> _Document segment_:
CST7 expression was significantly increased in all conditions, with the highest effect size during viral-induced inflammation (Figure 3A). CST7 was increased during infection with influenza A virus (IAV), respiratory syntactical virus (RSV) and human immunodeficiency virus (HIV) infection (effect size = 1.47, 1.18, 1.54 respectively). Interestingly, CTSC expression did not change during IAV infection, but was significantly increased during RSV and HIV infection. PRTN3, ELANE and CSTG were significantly increased in all three viral infection cohorts. In tuberculosis (TB), CST7 was significantly upregulated (effect size = 0.84). In contrast, there were no changes in CTSC or CTSG expression, although expression of PRTN3 and ELANE were increased (Figure 3B). Finally, in the case of sterile inflammation, CST7 expression was increased in both systemic onset idiopathic juvenile arthritis (SOJIA) and Kawasaki disease (effect size = 0.6 and 1.02 respectively). CTSC was not changed in either cohort, while CTSG and PRTN3 were significantly upregulated in both cohorts and ELANE was significantly upregulated during SOJIA (Figure 3C).

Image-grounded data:

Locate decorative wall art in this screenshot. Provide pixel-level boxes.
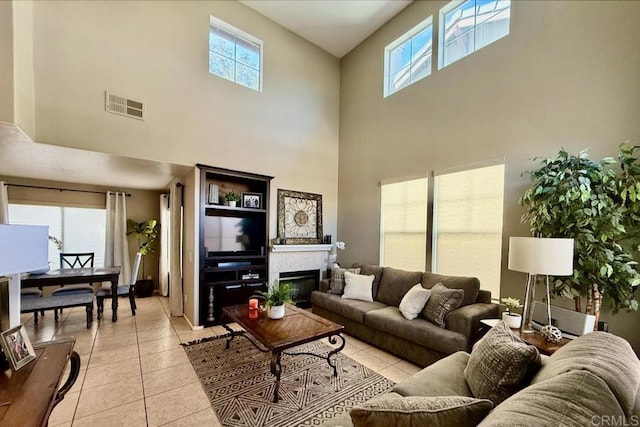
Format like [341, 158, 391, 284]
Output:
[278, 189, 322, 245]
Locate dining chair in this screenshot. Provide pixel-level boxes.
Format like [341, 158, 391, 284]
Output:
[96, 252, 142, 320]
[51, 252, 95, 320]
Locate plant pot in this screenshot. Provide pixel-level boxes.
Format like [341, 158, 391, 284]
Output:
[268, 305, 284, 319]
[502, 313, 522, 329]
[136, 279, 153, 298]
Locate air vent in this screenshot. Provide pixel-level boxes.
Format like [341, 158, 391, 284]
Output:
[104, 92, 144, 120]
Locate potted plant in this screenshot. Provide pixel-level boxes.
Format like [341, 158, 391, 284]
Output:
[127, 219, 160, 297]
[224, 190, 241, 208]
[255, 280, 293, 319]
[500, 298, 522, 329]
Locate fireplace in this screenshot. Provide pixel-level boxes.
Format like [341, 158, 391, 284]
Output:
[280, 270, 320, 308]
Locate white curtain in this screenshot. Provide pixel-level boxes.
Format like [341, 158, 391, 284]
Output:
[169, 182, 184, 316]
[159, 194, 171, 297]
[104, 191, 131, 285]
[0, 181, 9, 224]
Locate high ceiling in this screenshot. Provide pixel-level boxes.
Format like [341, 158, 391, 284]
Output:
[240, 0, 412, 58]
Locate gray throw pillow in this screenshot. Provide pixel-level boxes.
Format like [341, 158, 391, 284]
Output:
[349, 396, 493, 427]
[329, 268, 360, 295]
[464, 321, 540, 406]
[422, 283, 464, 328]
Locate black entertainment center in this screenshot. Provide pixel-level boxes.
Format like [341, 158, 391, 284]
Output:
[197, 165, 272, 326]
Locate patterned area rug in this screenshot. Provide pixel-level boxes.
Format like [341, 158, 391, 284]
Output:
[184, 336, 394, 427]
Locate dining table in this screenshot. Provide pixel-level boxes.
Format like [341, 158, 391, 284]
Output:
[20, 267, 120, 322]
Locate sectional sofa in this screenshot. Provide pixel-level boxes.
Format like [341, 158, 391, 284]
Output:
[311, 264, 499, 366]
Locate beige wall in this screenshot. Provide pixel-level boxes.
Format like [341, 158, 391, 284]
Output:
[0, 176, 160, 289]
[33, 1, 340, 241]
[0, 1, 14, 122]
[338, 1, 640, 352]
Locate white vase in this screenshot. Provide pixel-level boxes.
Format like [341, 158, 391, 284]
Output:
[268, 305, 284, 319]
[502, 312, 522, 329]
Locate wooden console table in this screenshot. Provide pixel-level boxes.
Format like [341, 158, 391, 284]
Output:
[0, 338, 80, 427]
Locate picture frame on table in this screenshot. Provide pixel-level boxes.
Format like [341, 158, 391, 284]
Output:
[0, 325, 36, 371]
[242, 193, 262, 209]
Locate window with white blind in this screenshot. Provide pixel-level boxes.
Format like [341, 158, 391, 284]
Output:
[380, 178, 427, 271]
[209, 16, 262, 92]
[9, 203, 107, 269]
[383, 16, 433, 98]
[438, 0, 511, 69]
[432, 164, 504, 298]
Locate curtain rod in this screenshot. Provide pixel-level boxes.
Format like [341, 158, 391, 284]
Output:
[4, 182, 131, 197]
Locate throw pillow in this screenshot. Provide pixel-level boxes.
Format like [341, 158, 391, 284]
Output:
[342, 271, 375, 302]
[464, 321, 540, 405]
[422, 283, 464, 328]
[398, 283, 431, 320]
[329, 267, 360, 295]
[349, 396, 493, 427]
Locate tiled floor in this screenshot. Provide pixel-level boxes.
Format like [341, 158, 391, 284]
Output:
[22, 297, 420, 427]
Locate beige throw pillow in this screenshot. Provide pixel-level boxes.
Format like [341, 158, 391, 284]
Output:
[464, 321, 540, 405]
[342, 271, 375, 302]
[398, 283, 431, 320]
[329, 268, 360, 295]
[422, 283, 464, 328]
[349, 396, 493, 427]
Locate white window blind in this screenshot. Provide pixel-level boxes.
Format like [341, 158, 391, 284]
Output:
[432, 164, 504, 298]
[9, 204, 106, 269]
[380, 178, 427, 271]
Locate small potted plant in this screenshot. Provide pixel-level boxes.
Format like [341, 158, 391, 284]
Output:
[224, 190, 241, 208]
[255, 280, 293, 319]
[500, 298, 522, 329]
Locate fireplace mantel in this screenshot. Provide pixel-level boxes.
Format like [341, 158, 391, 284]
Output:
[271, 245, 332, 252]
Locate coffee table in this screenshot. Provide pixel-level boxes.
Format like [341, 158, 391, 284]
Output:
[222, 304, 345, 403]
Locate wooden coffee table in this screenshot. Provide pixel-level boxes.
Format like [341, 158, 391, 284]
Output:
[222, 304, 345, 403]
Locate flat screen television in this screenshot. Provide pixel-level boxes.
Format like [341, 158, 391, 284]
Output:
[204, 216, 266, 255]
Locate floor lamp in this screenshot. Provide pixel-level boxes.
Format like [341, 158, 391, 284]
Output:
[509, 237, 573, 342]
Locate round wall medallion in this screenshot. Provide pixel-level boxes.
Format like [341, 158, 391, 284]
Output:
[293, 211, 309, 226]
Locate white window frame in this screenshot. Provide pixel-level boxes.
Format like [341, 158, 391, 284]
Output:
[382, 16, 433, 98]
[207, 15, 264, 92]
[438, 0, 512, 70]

> _Task directions_: Pick up the passage on CST7 and protease expression during inflammation and continue it from its last sentence.

> _Answer to the problem_:
Cystatin F Upregulation Is Neutrophil-Specific
Having established that CST7 is upregulated in bulk leukocyte preparations during inflammation, we next determined whether this change is restricted to certain leukocyte populations in the blood. Given the initial finding that septic plasma induced upregulation of CST7 in neutrophils, we identified datasets comparing purified neutrophils from healthy controls and sepsis patients. Two datasets were identified and CST7 was found to be significantly upregulated in neutrophils from sepsis patients compared to those from healthy controls (effect size = 2.3). However, there were no changes in the expression levels of CTSC, CTSG, PRTN3 and ELANE in neutrophils during sepsis compared to those from healthy controls (Figure 4A).
Figure 4 CST7 upregulation during inflammation is neutrophil-specific. (A) Gene expression profiles for CST7, CTSC, CTSG, ELANE, and PRTN3 across two datasets comparing purified neutrophil populations from patients with sepsis and healthy controls are represented in forest plots constructed as described in Figure 1D. (B) Normalized expression counts of CST7 and CTSC in purified neutrophils, NK cells and CD8+ T from healthy controls compared to those from patients with sepsis. (C) Expression of CST7 and CTSC in purified neutrophils comparing patients with ARDS (GSE76293), CF (GSE71010) and SOJIA (GSE103170) to healthy controls as well as comparing healthy individuals pre- and post-exercise (GSE8668). In panel B and C each symbol represents an individual donor, while bars represent the mean ± standard deviation. The level of statistical significance is indicated on the plot: *P < 0.05 **P < 0.01 ***P < 0.001, ns, not significant.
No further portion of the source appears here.